Return every line from the entries below that contains the word "bucket", treating uppercase and lowercase letters as different.

Point placement records:
______
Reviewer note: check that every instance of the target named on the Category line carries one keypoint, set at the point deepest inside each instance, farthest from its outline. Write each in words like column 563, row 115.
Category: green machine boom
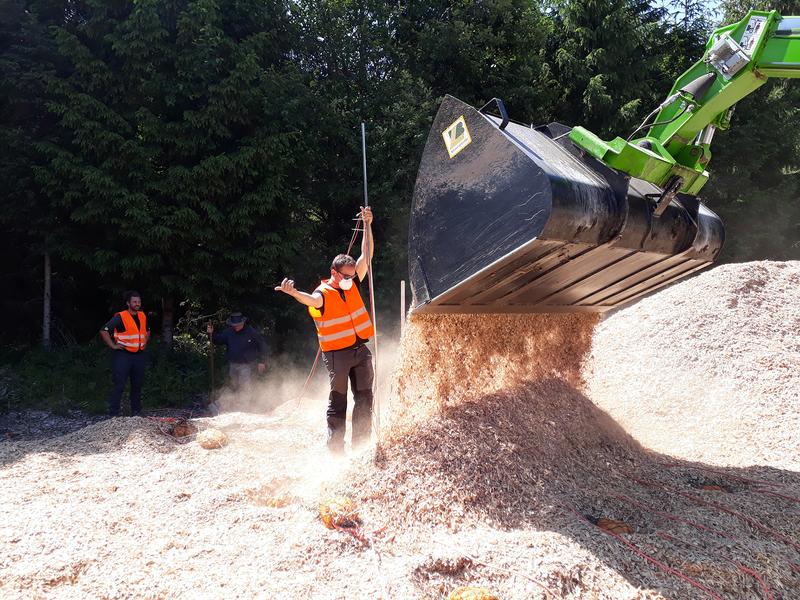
column 514, row 218
column 739, row 59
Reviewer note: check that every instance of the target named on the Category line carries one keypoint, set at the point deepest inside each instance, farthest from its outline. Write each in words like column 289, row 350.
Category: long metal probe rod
column 376, row 412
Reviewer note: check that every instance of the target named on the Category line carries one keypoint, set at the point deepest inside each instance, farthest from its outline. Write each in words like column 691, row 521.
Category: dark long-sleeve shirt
column 242, row 347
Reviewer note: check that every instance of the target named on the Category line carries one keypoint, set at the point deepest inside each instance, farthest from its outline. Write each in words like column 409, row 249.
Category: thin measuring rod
column 376, row 412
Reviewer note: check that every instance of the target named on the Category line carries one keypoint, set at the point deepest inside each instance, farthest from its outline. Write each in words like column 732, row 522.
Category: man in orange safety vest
column 343, row 327
column 127, row 335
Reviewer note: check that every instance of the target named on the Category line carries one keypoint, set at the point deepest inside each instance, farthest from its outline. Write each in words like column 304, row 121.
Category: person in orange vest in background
column 343, row 328
column 127, row 335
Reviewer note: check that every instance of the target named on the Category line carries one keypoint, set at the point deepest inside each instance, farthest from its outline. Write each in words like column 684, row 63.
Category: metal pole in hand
column 402, row 306
column 376, row 413
column 211, row 366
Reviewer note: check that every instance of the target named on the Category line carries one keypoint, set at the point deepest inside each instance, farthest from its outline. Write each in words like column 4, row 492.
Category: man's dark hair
column 343, row 260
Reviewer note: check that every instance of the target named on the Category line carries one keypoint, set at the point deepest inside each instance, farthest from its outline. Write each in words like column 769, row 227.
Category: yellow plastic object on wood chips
column 339, row 511
column 472, row 593
column 212, row 438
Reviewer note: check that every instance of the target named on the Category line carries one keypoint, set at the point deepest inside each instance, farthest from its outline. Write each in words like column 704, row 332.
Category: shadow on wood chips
column 490, row 428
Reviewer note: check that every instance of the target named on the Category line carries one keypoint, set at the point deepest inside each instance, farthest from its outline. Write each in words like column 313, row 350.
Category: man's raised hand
column 286, row 286
column 366, row 214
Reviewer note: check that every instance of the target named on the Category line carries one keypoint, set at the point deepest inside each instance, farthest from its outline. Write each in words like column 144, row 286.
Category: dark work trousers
column 355, row 365
column 126, row 365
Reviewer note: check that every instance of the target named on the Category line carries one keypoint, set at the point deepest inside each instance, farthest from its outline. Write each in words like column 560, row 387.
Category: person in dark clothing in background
column 127, row 335
column 246, row 349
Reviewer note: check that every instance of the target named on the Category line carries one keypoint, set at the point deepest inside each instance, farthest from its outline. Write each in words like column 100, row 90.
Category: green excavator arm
column 675, row 149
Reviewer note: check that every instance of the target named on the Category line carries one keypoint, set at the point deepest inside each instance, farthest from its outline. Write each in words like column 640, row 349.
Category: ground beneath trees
column 506, row 439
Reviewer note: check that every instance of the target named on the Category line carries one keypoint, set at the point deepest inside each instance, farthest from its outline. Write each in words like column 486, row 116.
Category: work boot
column 336, row 427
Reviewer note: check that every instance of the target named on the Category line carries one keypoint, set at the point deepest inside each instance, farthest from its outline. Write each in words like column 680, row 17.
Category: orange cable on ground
column 723, row 473
column 777, row 495
column 664, row 567
column 730, row 511
column 739, row 566
column 672, row 517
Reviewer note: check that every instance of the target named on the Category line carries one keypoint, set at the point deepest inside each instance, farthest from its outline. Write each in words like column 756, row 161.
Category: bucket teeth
column 519, row 220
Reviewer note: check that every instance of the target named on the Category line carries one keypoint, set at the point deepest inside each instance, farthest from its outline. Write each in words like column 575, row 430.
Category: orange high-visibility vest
column 342, row 320
column 133, row 338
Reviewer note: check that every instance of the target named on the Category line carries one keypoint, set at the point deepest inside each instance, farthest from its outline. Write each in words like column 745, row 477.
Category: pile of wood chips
column 499, row 470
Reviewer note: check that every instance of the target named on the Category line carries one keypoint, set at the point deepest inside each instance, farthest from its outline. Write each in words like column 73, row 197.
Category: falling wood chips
column 493, row 449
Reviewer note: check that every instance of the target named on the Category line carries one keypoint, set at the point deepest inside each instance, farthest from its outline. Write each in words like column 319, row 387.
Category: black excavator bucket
column 513, row 219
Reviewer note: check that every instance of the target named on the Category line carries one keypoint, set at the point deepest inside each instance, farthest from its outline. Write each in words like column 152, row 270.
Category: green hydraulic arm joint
column 675, row 146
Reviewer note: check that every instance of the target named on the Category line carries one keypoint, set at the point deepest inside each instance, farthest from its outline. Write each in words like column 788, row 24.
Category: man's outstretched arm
column 287, row 287
column 367, row 244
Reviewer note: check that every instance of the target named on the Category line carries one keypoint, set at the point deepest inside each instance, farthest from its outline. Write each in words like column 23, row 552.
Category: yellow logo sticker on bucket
column 456, row 137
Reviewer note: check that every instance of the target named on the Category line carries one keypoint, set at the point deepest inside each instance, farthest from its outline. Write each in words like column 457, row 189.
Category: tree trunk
column 46, row 303
column 167, row 320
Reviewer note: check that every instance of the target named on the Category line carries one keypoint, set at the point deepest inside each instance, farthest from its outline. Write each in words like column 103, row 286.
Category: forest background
column 199, row 150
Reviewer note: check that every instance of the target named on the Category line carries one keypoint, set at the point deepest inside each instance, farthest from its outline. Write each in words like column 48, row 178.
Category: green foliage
column 755, row 184
column 80, row 377
column 200, row 150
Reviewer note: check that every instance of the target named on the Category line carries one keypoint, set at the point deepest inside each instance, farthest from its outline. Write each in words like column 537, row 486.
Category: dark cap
column 236, row 319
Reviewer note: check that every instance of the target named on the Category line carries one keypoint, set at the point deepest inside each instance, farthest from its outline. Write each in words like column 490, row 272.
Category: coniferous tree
column 755, row 183
column 182, row 145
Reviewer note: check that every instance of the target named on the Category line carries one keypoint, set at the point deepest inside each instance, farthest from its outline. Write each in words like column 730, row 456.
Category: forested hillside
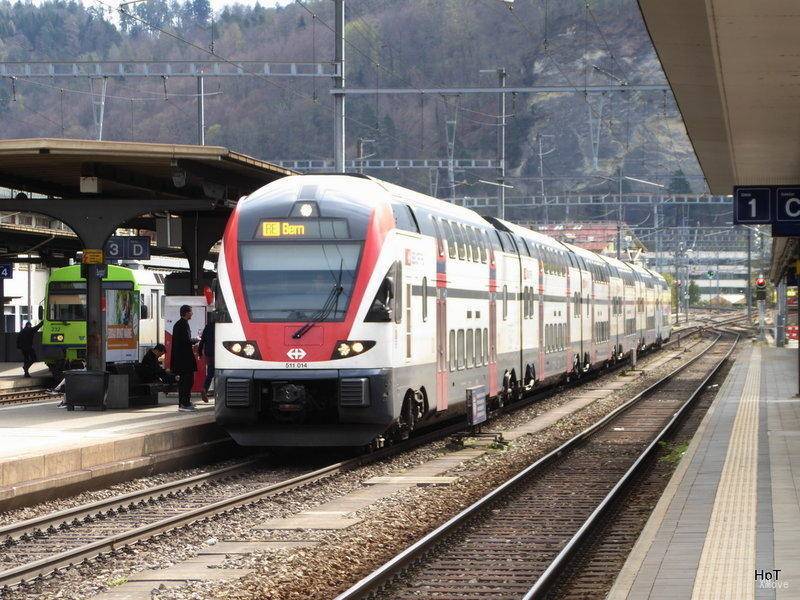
______
Answer to this task:
Category: bucket teeth
Category: black excavator bucket
Category: yellow logo sticker on bucket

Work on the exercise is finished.